Record extracts: Begin
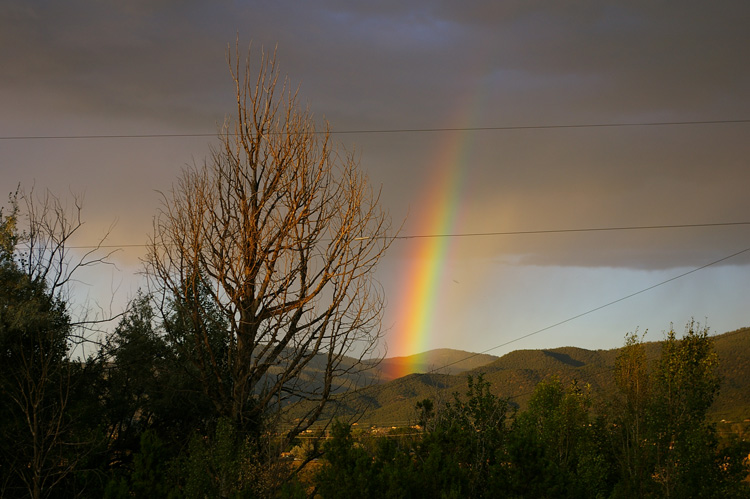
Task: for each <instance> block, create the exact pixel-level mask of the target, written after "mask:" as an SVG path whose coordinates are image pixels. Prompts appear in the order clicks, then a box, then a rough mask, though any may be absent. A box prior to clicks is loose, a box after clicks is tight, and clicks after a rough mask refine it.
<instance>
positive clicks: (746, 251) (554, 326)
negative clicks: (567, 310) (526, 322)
mask: <svg viewBox="0 0 750 499" xmlns="http://www.w3.org/2000/svg"><path fill="white" fill-rule="evenodd" d="M748 251H750V248H745V249H743V250H740V251H737V252H735V253H732V254H731V255H727V256H725V257H723V258H719V259H718V260H714V261H712V262H710V263H707V264H705V265H701V266H700V267H696V268H694V269H691V270H688V271H687V272H683V273H682V274H679V275H676V276H674V277H670V278H669V279H666V280H664V281H661V282H659V283H656V284H653V285H651V286H648V287H647V288H643V289H641V290H639V291H636V292H635V293H630V294H629V295H626V296H623V297H621V298H618V299H616V300H613V301H610V302H608V303H605V304H603V305H599V306H598V307H594V308H592V309H589V310H587V311H585V312H582V313H580V314H577V315H574V316H572V317H568V318H567V319H564V320H561V321H559V322H556V323H554V324H552V325H549V326H546V327H543V328H541V329H537V330H536V331H532V332H531V333H527V334H524V335H522V336H518V337H517V338H513V339H512V340H509V341H506V342H505V343H501V344H499V345H496V346H494V347H491V348H488V349H487V350H484V351H482V352H477V353H473V354H471V355H468V356H466V357H465V358H463V359H460V360H457V361H454V362H451V363H449V364H446V365H444V366H443V367H441V368H440V369H444V368H446V367H450V366H452V365H454V364H457V363H459V362H463V361H465V360H469V359H472V358H474V357H476V356H478V355H482V354H486V353H487V352H491V351H493V350H497V349H498V348H502V347H504V346H507V345H510V344H511V343H515V342H517V341H520V340H523V339H526V338H528V337H530V336H534V335H537V334H539V333H542V332H544V331H547V330H550V329H552V328H555V327H557V326H561V325H563V324H566V323H568V322H571V321H574V320H576V319H579V318H581V317H583V316H586V315H589V314H592V313H594V312H597V311H599V310H602V309H603V308H607V307H609V306H612V305H614V304H616V303H620V302H621V301H625V300H627V299H629V298H633V297H634V296H638V295H640V294H642V293H645V292H647V291H651V290H652V289H655V288H658V287H659V286H663V285H665V284H668V283H670V282H672V281H676V280H677V279H681V278H683V277H685V276H688V275H690V274H694V273H695V272H698V271H700V270H703V269H705V268H708V267H711V266H713V265H716V264H718V263H721V262H724V261H726V260H729V259H731V258H734V257H736V256H739V255H741V254H743V253H747V252H748ZM435 371H437V370H433V371H429V373H432V372H435Z"/></svg>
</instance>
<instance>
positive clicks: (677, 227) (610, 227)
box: [67, 222, 750, 249]
mask: <svg viewBox="0 0 750 499" xmlns="http://www.w3.org/2000/svg"><path fill="white" fill-rule="evenodd" d="M740 225H750V222H716V223H701V224H674V225H632V226H615V227H586V228H578V229H543V230H516V231H495V232H465V233H448V234H411V235H403V236H393V237H388V236H377V237H361V238H357V239H358V240H368V239H393V240H404V239H432V238H469V237H492V236H519V235H533V234H566V233H577V232H614V231H626V230H663V229H688V228H700V227H732V226H740ZM148 246H151V245H150V244H101V245H79V246H68V247H67V248H69V249H99V248H101V249H104V248H121V249H124V248H145V247H148Z"/></svg>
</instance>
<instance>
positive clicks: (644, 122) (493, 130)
mask: <svg viewBox="0 0 750 499" xmlns="http://www.w3.org/2000/svg"><path fill="white" fill-rule="evenodd" d="M746 123H750V119H721V120H684V121H677V120H676V121H635V122H624V123H578V124H576V123H567V124H566V123H564V124H552V125H506V126H482V127H433V128H382V129H351V130H326V131H316V132H315V133H316V134H331V135H371V134H396V133H441V132H487V131H511V130H559V129H575V128H625V127H651V126H656V127H661V126H690V125H721V124H746ZM277 133H284V132H277ZM305 133H307V132H305ZM216 135H221V133H207V132H198V133H140V134H139V133H134V134H124V133H120V134H82V135H2V136H0V140H97V139H155V138H197V137H215V136H216ZM229 135H234V134H232V133H229Z"/></svg>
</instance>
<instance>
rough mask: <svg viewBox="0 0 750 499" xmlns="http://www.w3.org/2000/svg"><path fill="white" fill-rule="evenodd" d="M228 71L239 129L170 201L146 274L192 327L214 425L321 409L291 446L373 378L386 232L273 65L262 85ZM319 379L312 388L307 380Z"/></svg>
mask: <svg viewBox="0 0 750 499" xmlns="http://www.w3.org/2000/svg"><path fill="white" fill-rule="evenodd" d="M228 61H229V67H230V70H231V74H232V78H233V80H234V83H235V88H236V98H237V110H236V115H235V117H234V119H227V120H226V121H225V123H224V126H223V128H222V130H221V132H220V134H219V139H220V146H218V147H216V148H214V149H212V152H211V155H210V157H209V158H208V159H207V160H206V161H205V162H204V163H203V164H202V165H194V166H192V167H188V168H186V169H185V170H184V171H183V172H182V175H181V177H180V179H179V181H178V183H177V184H176V185H175V186H174V187H173V188H172V190H171V192H168V193H166V194H164V195H163V207H162V209H161V210H160V212H159V214H158V216H157V217H156V219H155V228H154V229H155V230H154V236H153V239H152V242H151V246H150V250H149V254H148V257H147V262H146V264H147V271H148V274H149V275H150V278H151V281H150V282H151V283H152V286H153V287H154V288H155V289H154V290H153V291H157V292H158V293H157V296H161V297H162V298H163V299H164V301H163V302H162V305H164V304H168V305H169V307H170V310H171V312H169V313H171V314H172V315H174V313H175V312H174V311H175V310H177V309H179V311H180V312H179V315H180V316H181V318H182V320H183V321H185V320H187V322H188V323H189V326H188V329H189V334H188V337H182V338H180V339H179V341H178V340H175V341H177V342H178V343H179V344H180V345H181V347H182V348H183V350H184V351H188V350H189V351H190V352H191V353H190V356H189V358H190V359H191V362H192V363H193V365H194V368H195V371H196V372H198V373H199V377H200V379H201V386H202V387H203V389H204V391H206V393H207V395H208V396H209V397H210V398H211V400H212V401H213V403H214V405H215V406H216V408H217V410H218V411H219V413H220V414H222V415H225V416H227V417H231V418H232V419H233V420H234V421H235V423H236V424H238V425H240V427H247V426H248V425H252V424H254V423H253V422H257V421H258V420H259V418H260V417H262V416H265V415H266V414H267V413H268V412H269V410H271V409H273V408H278V407H279V405H280V404H283V403H284V401H289V400H307V401H312V402H313V403H309V404H308V405H307V407H309V410H308V411H307V412H306V414H305V415H304V417H303V418H299V419H298V420H297V421H296V422H295V424H294V425H293V426H292V427H291V428H292V430H291V432H290V434H295V433H297V432H299V431H302V430H303V429H305V428H307V427H309V426H310V425H311V424H312V423H313V422H314V421H316V419H317V418H318V417H319V416H320V414H321V412H322V410H323V407H324V406H325V404H326V402H327V401H329V400H330V399H331V397H332V396H333V395H334V392H335V391H336V390H335V387H336V380H339V381H340V380H344V379H347V377H349V378H348V379H351V378H350V377H351V376H352V375H353V374H356V373H357V372H360V371H361V370H363V369H366V368H368V367H370V366H371V364H369V363H367V362H365V361H364V360H365V359H366V358H368V357H370V356H371V355H372V354H373V352H374V350H375V348H376V346H377V342H378V339H379V338H380V336H381V323H380V319H381V312H382V307H383V296H382V293H381V291H380V288H379V286H378V284H377V282H376V281H374V278H373V272H374V270H375V267H376V265H377V263H378V261H379V260H380V259H381V257H382V256H383V254H384V252H385V250H386V249H387V247H388V246H389V244H390V241H391V239H389V238H388V236H387V230H388V228H389V219H388V217H387V215H386V214H385V213H384V212H383V211H382V210H381V209H380V207H379V204H378V201H379V194H378V193H377V192H373V191H372V190H371V188H370V187H369V186H368V183H367V179H366V177H365V176H364V175H363V174H362V172H361V171H360V170H359V165H358V161H357V159H356V158H355V157H354V155H352V154H350V153H347V152H342V151H341V150H340V149H338V148H336V147H335V146H334V145H333V144H332V140H331V134H330V130H329V128H328V125H327V124H325V129H324V130H323V131H322V132H321V131H318V130H317V129H316V127H315V122H314V119H313V116H312V115H311V114H310V112H309V110H307V109H304V108H302V107H301V106H300V105H299V104H298V102H297V92H296V91H293V90H292V89H290V87H289V83H288V81H287V80H286V79H280V78H279V72H278V70H277V68H276V63H275V55H268V54H265V53H264V54H263V55H262V56H261V61H260V66H259V68H257V75H256V76H253V75H254V74H255V73H254V72H253V71H252V70H251V66H250V62H249V61H250V58H249V57H248V58H247V59H246V60H245V64H244V66H242V67H241V65H240V61H239V58H237V60H236V61H232V57H231V55H230V56H229V57H228ZM168 315H169V314H168ZM217 315H218V319H219V322H220V323H221V324H222V325H221V326H220V327H218V328H217V327H212V326H211V324H216V322H217ZM217 329H218V331H217ZM217 336H218V337H220V338H219V339H218V340H217ZM347 356H349V357H351V356H354V358H356V359H357V361H356V362H353V363H352V362H349V361H348V360H347ZM313 367H315V370H316V372H317V376H316V379H308V378H305V377H303V376H302V375H303V374H304V373H305V369H306V368H307V369H311V368H313Z"/></svg>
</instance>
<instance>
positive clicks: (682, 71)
mask: <svg viewBox="0 0 750 499" xmlns="http://www.w3.org/2000/svg"><path fill="white" fill-rule="evenodd" d="M0 9H2V10H0V61H1V62H2V65H3V71H2V72H0V88H2V97H0V100H1V101H2V104H3V107H4V109H6V113H5V115H4V117H3V119H2V120H0V129H1V131H2V132H3V133H5V134H9V135H10V134H14V133H18V132H17V130H28V131H29V132H30V133H43V134H58V133H118V132H123V131H124V132H125V133H148V132H164V131H166V132H173V131H175V132H179V131H183V132H193V131H208V132H210V131H213V130H214V128H215V123H216V122H217V121H221V120H222V117H223V116H224V114H225V113H228V112H231V110H232V88H231V82H230V81H229V75H228V71H227V68H226V65H225V61H224V56H225V50H226V46H227V43H230V44H233V43H234V40H235V36H239V39H240V43H241V45H242V47H243V48H242V49H241V51H242V50H244V47H245V46H246V44H247V43H249V42H250V41H251V40H252V42H253V46H254V50H255V51H256V52H257V51H258V50H259V47H261V46H263V47H265V48H267V49H269V50H270V49H271V48H273V47H276V46H278V51H279V58H280V64H281V68H282V71H283V72H285V73H288V74H289V75H290V78H291V80H292V82H293V84H294V85H296V84H300V85H301V95H302V98H303V100H305V101H309V102H310V103H311V108H312V110H313V111H314V112H315V114H316V116H323V115H325V116H326V117H327V118H328V119H329V120H330V121H331V122H332V125H333V127H334V128H335V129H336V128H338V129H383V128H421V127H426V128H432V127H444V126H448V127H450V126H494V125H511V124H518V125H530V124H555V123H608V122H623V121H652V120H656V121H663V120H667V121H668V120H683V119H688V120H702V119H721V118H729V119H732V118H747V116H748V115H749V114H750V98H749V97H748V93H747V89H748V88H750V67H749V66H748V65H747V63H746V61H747V60H749V59H750V53H749V52H750V30H748V29H747V26H750V4H748V3H747V2H743V1H735V2H712V3H706V2H683V3H681V4H679V5H678V6H677V8H675V6H674V5H664V4H658V5H656V4H655V3H654V2H635V1H633V2H626V3H622V2H620V3H617V4H608V5H607V4H605V3H602V2H553V1H532V2H529V1H516V2H489V1H487V2H461V3H458V2H396V1H393V2H350V1H328V2H315V3H312V2H288V1H278V2H260V1H259V2H213V3H210V4H208V3H205V2H197V1H196V2H183V1H180V2H177V1H160V2H149V1H142V2H126V3H123V2H91V1H83V0H80V1H74V2H65V4H58V3H55V2H41V1H38V2H22V1H17V2H16V1H9V2H4V3H3V5H2V6H1V7H0ZM477 96H478V97H481V98H479V99H474V97H477ZM473 100H475V101H478V102H479V104H478V105H476V109H474V110H473V114H472V115H471V116H470V117H464V118H462V119H459V118H457V116H461V115H464V114H466V113H467V110H466V109H465V107H466V104H465V103H466V102H472V101H473ZM41 118H43V119H41ZM747 126H748V125H711V126H703V127H697V126H694V127H663V128H658V127H650V128H638V129H581V130H565V131H537V132H531V131H528V132H521V131H511V132H486V133H485V132H478V133H476V134H474V135H473V136H472V137H471V139H472V140H473V145H474V149H473V151H472V153H471V156H470V158H469V160H467V162H466V163H465V164H463V165H462V168H464V169H465V171H466V176H467V178H468V180H467V184H466V186H465V187H464V190H463V191H462V192H461V193H460V194H461V196H462V200H463V202H464V204H465V206H464V208H463V209H464V212H465V217H464V219H463V222H462V223H463V224H464V226H465V227H467V228H469V229H470V230H513V229H521V228H527V227H531V228H536V227H540V228H554V227H571V226H594V225H611V224H615V225H620V224H626V225H627V224H650V223H691V222H696V221H697V222H704V221H721V220H736V219H742V218H744V215H745V214H747V213H750V209H749V208H750V201H748V200H747V199H748V197H747V196H746V195H745V192H743V191H744V190H745V187H744V186H746V185H748V184H749V183H750V174H749V173H748V172H750V169H748V168H747V163H746V161H747V159H746V158H747V157H749V155H748V153H749V152H750V149H749V146H748V145H747V144H748V141H747ZM61 127H63V128H64V129H61ZM91 127H94V129H92V128H91ZM341 140H344V141H346V143H347V144H348V145H349V146H351V145H352V144H354V143H357V144H359V147H358V148H359V150H361V151H363V163H364V166H365V167H366V168H367V169H368V171H369V172H370V175H371V177H372V179H373V181H374V182H375V183H376V184H380V183H382V184H383V185H384V196H385V197H384V199H385V200H386V201H387V202H388V203H389V205H390V206H391V207H392V210H393V212H394V215H395V217H396V218H397V219H399V218H400V217H402V216H405V215H406V213H407V212H408V213H409V214H410V221H409V222H407V225H406V230H409V231H412V232H414V231H419V230H421V227H417V226H415V225H414V224H413V223H412V222H411V221H412V220H416V219H419V218H420V216H421V214H422V212H423V211H425V210H429V209H433V207H431V206H427V205H424V204H422V202H421V198H420V195H421V194H420V190H421V189H422V187H423V186H424V185H425V184H426V182H425V179H429V178H431V176H433V175H435V168H436V165H437V164H438V163H439V162H440V158H435V154H436V151H437V150H440V148H441V147H442V146H443V145H444V142H445V141H446V140H451V138H450V135H447V134H442V135H441V134H432V135H428V134H423V135H417V134H412V135H405V134H402V135H385V136H368V135H362V136H346V137H341ZM41 147H44V146H41ZM164 147H173V146H171V145H165V146H164ZM197 151H199V149H198V150H197ZM184 153H185V151H184V150H183V151H181V150H180V149H175V152H174V154H175V155H176V156H177V158H176V159H175V162H176V163H178V164H180V163H184V162H189V161H190V160H191V157H190V156H187V155H186V156H185V157H179V155H180V154H184ZM190 153H191V154H193V153H195V154H200V153H199V152H196V149H192V150H191V152H190ZM123 154H125V153H123ZM132 154H134V153H132ZM161 154H164V153H158V154H157V153H154V154H153V155H154V156H159V155H161ZM97 158H106V153H104V152H102V153H101V155H97ZM5 161H6V165H10V166H6V167H5V168H6V169H8V170H9V171H10V169H11V166H12V165H11V163H13V162H12V161H9V160H7V159H6V160H5ZM134 161H135V162H136V163H137V164H136V166H134V167H133V172H134V174H136V175H143V176H144V179H146V180H145V183H146V184H147V185H151V184H153V183H154V182H155V181H151V182H149V181H148V178H149V177H148V175H151V174H152V173H150V171H151V170H154V168H153V167H152V166H150V165H149V164H148V162H147V160H146V159H144V160H134ZM14 164H15V163H14ZM17 164H18V165H21V164H22V163H21V162H17ZM23 164H25V163H23ZM98 164H99V165H100V167H101V165H102V164H106V161H105V162H104V163H102V162H101V161H100V162H99V163H98ZM117 164H120V162H119V161H118V163H117ZM36 168H38V170H37V171H36V173H37V176H38V177H42V178H44V177H47V176H49V177H50V178H55V175H56V174H49V173H47V172H45V168H51V167H47V166H42V165H39V166H36ZM82 169H84V170H85V168H83V167H82ZM13 171H21V167H20V166H15V167H13ZM171 171H172V170H169V172H166V173H165V172H164V171H161V172H160V173H159V177H158V178H159V181H160V182H164V181H165V180H164V178H168V177H169V175H171ZM82 178H85V176H84V177H82ZM78 181H82V180H78ZM13 182H15V180H14V181H13ZM70 182H71V183H74V184H75V183H76V182H77V180H76V179H75V178H71V179H70ZM160 185H161V184H160ZM3 187H5V184H3ZM89 189H91V187H89ZM446 202H447V200H446ZM134 209H135V208H134ZM503 213H506V214H508V213H510V214H512V216H511V215H507V216H506V215H503ZM499 221H502V223H503V224H506V225H502V224H500V223H499ZM145 229H147V228H145ZM145 229H144V230H145ZM726 234H727V233H724V235H712V236H704V235H703V234H702V233H701V234H696V235H694V236H685V237H687V239H685V240H683V239H680V237H682V236H680V237H675V238H672V237H671V236H669V237H667V236H665V237H663V238H660V239H658V240H656V241H654V246H653V247H649V246H644V244H645V243H648V242H649V241H653V240H652V238H651V236H650V235H642V236H638V237H635V238H631V239H627V240H623V239H621V238H612V239H610V240H608V241H604V242H602V245H601V246H600V247H599V249H598V250H592V249H591V248H589V249H587V250H585V251H583V250H580V248H579V249H577V248H576V246H575V241H574V240H572V239H571V240H570V242H569V243H566V242H564V241H556V242H554V243H549V242H545V243H543V244H532V243H525V242H520V243H519V242H514V243H511V244H506V243H503V244H495V243H486V244H485V243H482V244H481V245H480V246H481V248H476V249H475V251H476V252H477V254H482V255H485V256H487V257H488V258H492V257H493V256H494V255H496V254H497V253H498V252H507V253H510V254H521V255H524V256H523V259H524V261H526V262H530V263H543V264H545V265H546V264H564V265H603V266H607V265H616V266H635V267H639V268H642V267H649V266H654V267H664V266H674V265H681V264H686V263H692V262H694V261H697V260H700V258H699V257H700V256H701V255H705V256H708V257H710V256H711V255H714V254H716V252H717V251H718V250H717V248H720V249H721V250H723V249H724V248H729V247H730V246H732V244H735V242H736V241H735V239H737V237H738V236H736V234H737V232H731V233H730V234H729V235H726ZM685 245H690V246H691V247H692V248H694V250H693V251H692V252H687V253H681V254H682V255H685V256H684V258H681V259H679V260H675V259H672V260H670V259H669V258H666V257H664V258H662V257H660V255H665V254H669V251H670V249H671V248H675V247H678V246H679V247H684V246H685ZM732 247H733V246H732ZM644 248H650V249H644ZM694 253H695V254H696V255H697V256H695V257H694V256H691V255H693V254H694Z"/></svg>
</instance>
Record extracts: End
== Job item ==
Rewrite the lines from the first one through the line with "negative clicks: (567, 310) (526, 322)", changing "positive clicks" to "foreground clicks" and keeping everything else the same. Leave the pictures out.

== Output ==
Task: for each <instance> block, create the exact pixel-level mask of the target, written after "mask:" as an SVG path whose coordinates are image pixels. Prompts appear in the order clicks, then a box, then a rough mask, though any may be absent. A box prior to clicks is loose, a box after clicks is tight, and clicks after a rough mask refine it.
<instance>
foreground clicks: (746, 251) (554, 326)
negative clicks: (567, 310) (526, 322)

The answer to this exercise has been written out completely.